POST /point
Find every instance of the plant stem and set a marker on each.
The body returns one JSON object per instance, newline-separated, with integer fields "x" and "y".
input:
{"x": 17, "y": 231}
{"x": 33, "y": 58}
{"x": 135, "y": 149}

Task - Render every line of the material above as a numbered list, omitting any blank lines.

Complete answer -
1. POST /point
2. Find every instance of the plant stem and set a marker on each.
3. The body returns one JSON object per instance, newline-separated, with integer fields "x" and "y".
4. input:
5. {"x": 17, "y": 231}
6. {"x": 33, "y": 58}
7. {"x": 135, "y": 149}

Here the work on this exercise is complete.